Instruções das tarefas:
(a) No trecho sobre a definição de pecado, como o Breve Catecismo de Westminster define pecado?
(b) Retome o trecho sobre a definição de pecado e continue escrevendo a partir de onde ele termina.

Trecho da página:
______

Ao fazermos uma definição dessa doutrina tão
importante não devemos consultar os manuais de sociologia ou antropologia, mas
devemos nos voltar para as Escrituras para ouvir com atenção o que ela tem a
nos falar.
A Bíblia apresenta várias definições de pecado:
“Tudo o que não provém de fé é pecado” (Rm 14.23). “Os desígnios do insensato
são pecado” (Pv 24.9). “Portanto, aquele que sabe que deve fazer o bem e não o
faz nisso está pecando” (Tg 4.17).
Mas talvez a melhor definição do que é pecado tenha
sido apresentada por João, o teólogo. Em sua primeira Epístola ele escreveu:
“Todo aquele que pratica o pecado também transgride
a lei, porque o pecado é a transgressão da lei” (1Jo 3.4).
O Breve Catecismo de Westminster sensível a
revelação bíblica diz o seguinte na pergunta 14 (o que é pecado?) e a resposta
é clara, breve e radicalmente bíblica:
“Pecado
é qualquer falta de conformidade com a lei de Deus, ou qualquer transgressão
dessa lei”.
O apóstolo Tiago declara que qualquer que guarda
toda a lei, mas tropeça em um só ponto, se torna culpado de todos (Tg 2.10).

______

Extrato de dados:
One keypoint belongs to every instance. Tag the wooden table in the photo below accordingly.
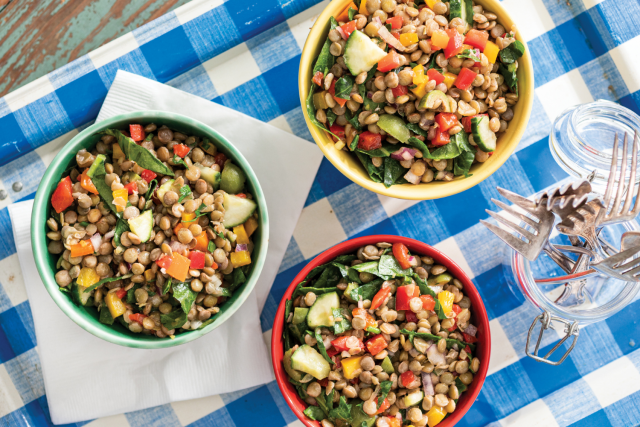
(38, 36)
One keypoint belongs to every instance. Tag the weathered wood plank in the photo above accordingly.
(38, 36)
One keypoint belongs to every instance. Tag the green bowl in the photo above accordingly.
(87, 317)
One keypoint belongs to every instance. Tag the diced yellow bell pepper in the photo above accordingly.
(238, 259)
(88, 277)
(250, 226)
(435, 415)
(117, 152)
(351, 367)
(115, 305)
(446, 301)
(241, 235)
(418, 75)
(491, 51)
(449, 79)
(408, 38)
(120, 199)
(440, 39)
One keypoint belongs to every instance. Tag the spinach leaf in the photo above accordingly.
(173, 320)
(343, 87)
(314, 413)
(392, 171)
(385, 388)
(342, 412)
(321, 347)
(389, 266)
(137, 153)
(511, 53)
(107, 280)
(183, 293)
(185, 192)
(121, 226)
(341, 324)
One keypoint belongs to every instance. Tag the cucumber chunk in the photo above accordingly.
(361, 53)
(237, 210)
(307, 359)
(142, 225)
(482, 135)
(395, 126)
(321, 312)
(232, 179)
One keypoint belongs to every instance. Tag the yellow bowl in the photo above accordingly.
(351, 167)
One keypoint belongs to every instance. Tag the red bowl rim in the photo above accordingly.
(289, 393)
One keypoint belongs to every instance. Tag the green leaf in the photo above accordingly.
(344, 86)
(341, 324)
(183, 293)
(185, 191)
(137, 153)
(314, 413)
(173, 320)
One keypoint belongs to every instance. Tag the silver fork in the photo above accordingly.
(541, 223)
(614, 215)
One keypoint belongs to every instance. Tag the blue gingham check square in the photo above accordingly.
(245, 55)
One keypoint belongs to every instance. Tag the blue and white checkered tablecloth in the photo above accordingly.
(245, 55)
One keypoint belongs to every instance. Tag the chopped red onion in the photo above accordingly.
(427, 384)
(471, 330)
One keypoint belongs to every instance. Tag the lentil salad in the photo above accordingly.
(379, 337)
(418, 92)
(152, 228)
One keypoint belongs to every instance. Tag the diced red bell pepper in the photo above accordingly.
(340, 343)
(132, 188)
(137, 317)
(456, 43)
(441, 138)
(410, 316)
(121, 293)
(376, 344)
(428, 303)
(317, 78)
(400, 90)
(407, 378)
(380, 297)
(465, 78)
(62, 198)
(401, 253)
(137, 133)
(197, 260)
(369, 141)
(404, 295)
(164, 262)
(181, 150)
(469, 338)
(220, 159)
(348, 28)
(337, 130)
(385, 405)
(396, 22)
(148, 175)
(389, 62)
(477, 39)
(434, 74)
(446, 121)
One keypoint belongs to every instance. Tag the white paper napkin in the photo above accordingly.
(86, 377)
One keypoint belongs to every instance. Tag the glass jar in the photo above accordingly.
(581, 139)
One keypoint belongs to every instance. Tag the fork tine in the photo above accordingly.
(516, 199)
(511, 225)
(516, 214)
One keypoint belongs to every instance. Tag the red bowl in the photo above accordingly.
(479, 316)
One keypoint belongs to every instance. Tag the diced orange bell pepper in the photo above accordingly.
(82, 248)
(179, 267)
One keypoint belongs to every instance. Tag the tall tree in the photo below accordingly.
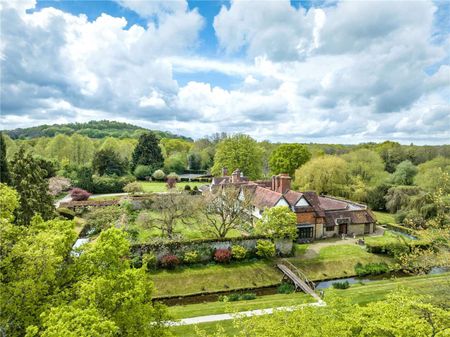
(108, 162)
(4, 171)
(147, 152)
(28, 179)
(225, 209)
(404, 173)
(325, 175)
(167, 210)
(288, 157)
(239, 152)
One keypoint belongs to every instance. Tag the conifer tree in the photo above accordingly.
(147, 152)
(28, 179)
(4, 171)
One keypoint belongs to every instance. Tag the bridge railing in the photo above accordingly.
(298, 272)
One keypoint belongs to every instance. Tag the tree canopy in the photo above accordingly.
(238, 152)
(325, 175)
(147, 152)
(288, 157)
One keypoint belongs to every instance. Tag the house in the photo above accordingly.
(318, 216)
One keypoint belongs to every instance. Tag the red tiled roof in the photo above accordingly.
(331, 204)
(292, 197)
(263, 197)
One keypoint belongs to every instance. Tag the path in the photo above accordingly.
(250, 313)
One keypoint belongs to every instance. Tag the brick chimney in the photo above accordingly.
(236, 176)
(224, 171)
(284, 184)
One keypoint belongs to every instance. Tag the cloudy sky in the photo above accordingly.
(325, 71)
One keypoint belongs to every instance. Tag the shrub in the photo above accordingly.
(248, 296)
(191, 257)
(222, 255)
(237, 297)
(341, 285)
(66, 213)
(56, 185)
(110, 184)
(100, 218)
(159, 175)
(142, 172)
(286, 288)
(150, 261)
(133, 188)
(371, 269)
(239, 252)
(265, 249)
(79, 194)
(170, 261)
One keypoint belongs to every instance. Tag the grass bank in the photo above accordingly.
(336, 261)
(435, 286)
(212, 278)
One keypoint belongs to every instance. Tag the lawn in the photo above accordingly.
(159, 186)
(387, 238)
(435, 286)
(335, 261)
(215, 278)
(384, 217)
(261, 302)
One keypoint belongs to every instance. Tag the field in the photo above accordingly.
(261, 302)
(215, 278)
(335, 261)
(157, 186)
(435, 286)
(384, 217)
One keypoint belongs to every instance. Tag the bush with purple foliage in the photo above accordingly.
(78, 194)
(170, 261)
(222, 255)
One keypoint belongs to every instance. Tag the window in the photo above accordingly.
(305, 232)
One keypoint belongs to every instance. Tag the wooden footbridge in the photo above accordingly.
(297, 277)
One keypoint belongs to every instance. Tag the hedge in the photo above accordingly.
(401, 229)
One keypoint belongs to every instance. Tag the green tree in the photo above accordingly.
(28, 179)
(108, 162)
(175, 163)
(82, 150)
(110, 285)
(4, 170)
(404, 173)
(238, 152)
(70, 321)
(288, 157)
(33, 270)
(194, 161)
(432, 175)
(325, 175)
(278, 222)
(147, 152)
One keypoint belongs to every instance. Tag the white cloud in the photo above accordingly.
(349, 72)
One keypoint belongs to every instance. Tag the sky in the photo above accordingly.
(285, 71)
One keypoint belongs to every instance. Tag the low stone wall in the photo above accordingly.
(206, 247)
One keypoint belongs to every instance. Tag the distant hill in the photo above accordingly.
(92, 129)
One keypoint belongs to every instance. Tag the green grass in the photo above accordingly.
(300, 249)
(215, 278)
(387, 238)
(336, 261)
(384, 217)
(261, 302)
(435, 286)
(159, 186)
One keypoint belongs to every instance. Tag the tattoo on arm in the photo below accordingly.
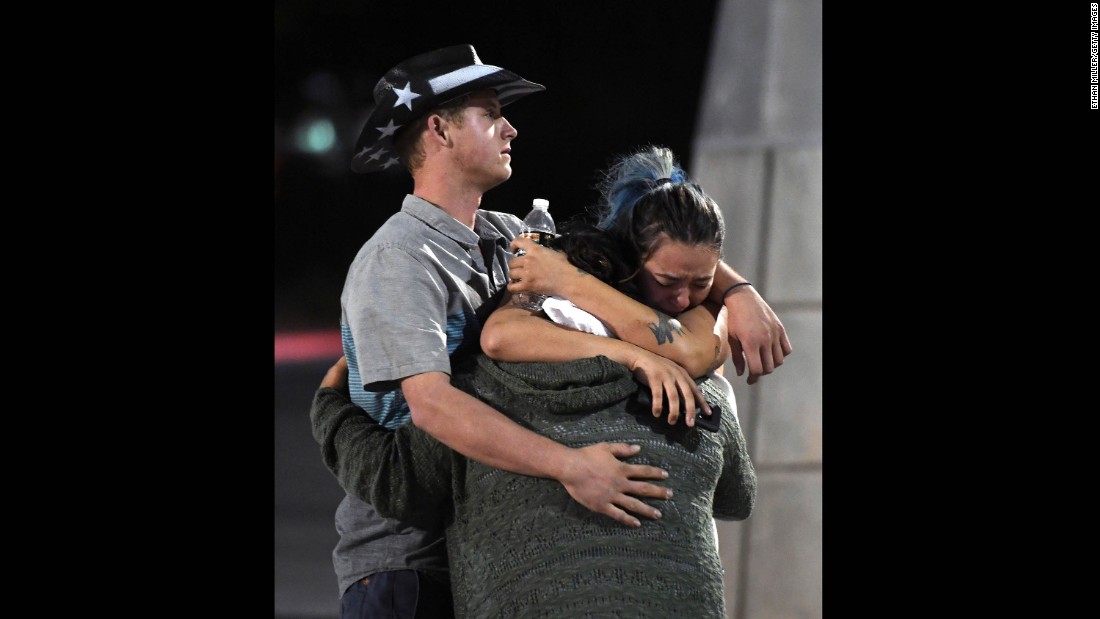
(664, 328)
(717, 358)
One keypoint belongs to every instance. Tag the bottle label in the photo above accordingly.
(545, 239)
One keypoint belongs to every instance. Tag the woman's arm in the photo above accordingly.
(376, 464)
(689, 339)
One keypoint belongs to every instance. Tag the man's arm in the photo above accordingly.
(594, 475)
(756, 334)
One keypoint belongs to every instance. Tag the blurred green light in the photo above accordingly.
(318, 136)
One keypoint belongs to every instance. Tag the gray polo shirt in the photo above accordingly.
(414, 301)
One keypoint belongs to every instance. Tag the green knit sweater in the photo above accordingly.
(521, 546)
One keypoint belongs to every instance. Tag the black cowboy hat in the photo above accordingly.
(420, 84)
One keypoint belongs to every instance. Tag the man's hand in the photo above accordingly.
(756, 334)
(598, 481)
(539, 269)
(337, 376)
(667, 379)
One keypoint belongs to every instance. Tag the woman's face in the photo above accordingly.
(678, 276)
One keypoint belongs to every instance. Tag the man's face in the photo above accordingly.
(483, 143)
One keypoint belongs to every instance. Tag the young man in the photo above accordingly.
(413, 306)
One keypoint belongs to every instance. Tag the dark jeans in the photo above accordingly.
(405, 594)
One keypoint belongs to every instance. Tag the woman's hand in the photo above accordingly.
(540, 269)
(337, 376)
(668, 379)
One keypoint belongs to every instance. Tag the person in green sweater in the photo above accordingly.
(519, 545)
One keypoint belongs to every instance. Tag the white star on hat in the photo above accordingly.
(388, 130)
(405, 96)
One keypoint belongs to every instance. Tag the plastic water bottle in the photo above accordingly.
(538, 227)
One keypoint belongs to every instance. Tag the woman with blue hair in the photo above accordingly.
(652, 246)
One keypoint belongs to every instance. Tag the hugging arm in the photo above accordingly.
(403, 474)
(690, 339)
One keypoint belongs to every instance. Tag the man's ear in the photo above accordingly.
(439, 130)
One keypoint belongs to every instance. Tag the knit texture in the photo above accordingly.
(521, 546)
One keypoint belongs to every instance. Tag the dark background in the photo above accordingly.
(618, 75)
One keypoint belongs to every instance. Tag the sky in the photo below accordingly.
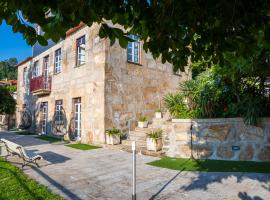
(12, 44)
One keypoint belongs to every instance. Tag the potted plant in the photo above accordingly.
(142, 123)
(113, 136)
(158, 113)
(154, 140)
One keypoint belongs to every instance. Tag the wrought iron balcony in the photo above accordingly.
(40, 85)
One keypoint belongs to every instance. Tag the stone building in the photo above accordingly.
(98, 86)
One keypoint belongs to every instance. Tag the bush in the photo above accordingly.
(155, 135)
(113, 131)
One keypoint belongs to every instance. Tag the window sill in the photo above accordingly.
(130, 62)
(56, 73)
(77, 66)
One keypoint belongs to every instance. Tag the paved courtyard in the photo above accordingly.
(107, 174)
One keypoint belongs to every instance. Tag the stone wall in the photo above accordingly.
(224, 139)
(132, 90)
(85, 81)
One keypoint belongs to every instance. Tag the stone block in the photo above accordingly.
(247, 153)
(264, 154)
(225, 151)
(252, 133)
(217, 132)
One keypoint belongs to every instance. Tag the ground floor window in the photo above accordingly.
(44, 117)
(77, 110)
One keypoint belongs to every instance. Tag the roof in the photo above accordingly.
(24, 61)
(75, 29)
(8, 82)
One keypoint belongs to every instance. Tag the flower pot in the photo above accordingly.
(158, 115)
(143, 124)
(113, 139)
(153, 144)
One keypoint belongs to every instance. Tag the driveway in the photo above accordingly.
(107, 174)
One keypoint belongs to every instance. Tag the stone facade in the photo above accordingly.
(223, 139)
(113, 92)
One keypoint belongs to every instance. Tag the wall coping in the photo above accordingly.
(218, 120)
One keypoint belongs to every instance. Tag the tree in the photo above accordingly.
(172, 29)
(7, 102)
(8, 69)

______

Respostas por tarefa:
(a) Pecado é qualquer falta de conformidade com a lei de Deus, ou qualquer transgressão dessa lei.

(b)
Portanto, começamos a entender que pecado consiste em fazer, dizer, pensar,
agir ou imaginar qualquer coisa que não esteja em perfeita conformidade com a
lei de Deus. A essência do pecado é a transgressão da lei de Deus. Pecado é a
não conformação do eu com a lei de Deus. É rebelião contra a Sua santa vontade.
É desconsideração com a lei. Pecado é a incapacidade de viver em perfeita
conformidade com a lei de Deus.
Para entendermos melhor o que é o pecado nós podemos
verificar algumas palavras gregas, língua em que originalmente foi escrito o
Novo Testamento. Esses vocábulos ampliam a nossa visão acerca dessa doutrina
bíblica. Vejamos alguns deles:
1. Hamartia. Essa é a palavra que o Novo
Testamento traduz como pecado. Essa palavra é muito significativa. Hamartia significa: errar o alvo, perder
o rumo, ficar aquém de um padrão. Os pecadores são vistos como pessoas que não
conseguem atingir um padrão estabelecido, no caso a lei de Deus. Eles não
conseguem ser aquilo que poderiam ou deveriam ser.
2.
Paraptoma.
O Novo Testamento traduz como “transgressão”. Essa palavra ainda possui o
sentido de “queda” “dar um passo em falso que envolve ultrapassar uma fronteira
conhecida” ou “desviar do caminho certo”.
3.
Adikia. Essa palavra denota injustiça
ou falta de integridade. O apóstolo João diz que toda injustiça (gr. Adikia) é pecado (gr. Hamartia) 1João 5.17. Adikia é um
abandono daquilo que é reto ou justo.
4.
Anomos. Essa
palavra significa “ilegalidade”, “transgressão”. O pecado não é apenas uma
falha negativa (Hamartia), uma
injustiça ou falta de retidão (adikia),
mas essencialmente uma ativa rebelião contra a vontade de Deus e uma violação
da sua santa lei (anomia).[1]
Este fato é tão sério que o anticristo, o homem da iniquidade, o filho da
perdição, é chamado pelo apóstolo Paulo de ho
anthropos tes anomias, o homem sem lei (2Ts 2.3).[2]
5.
Parabasis.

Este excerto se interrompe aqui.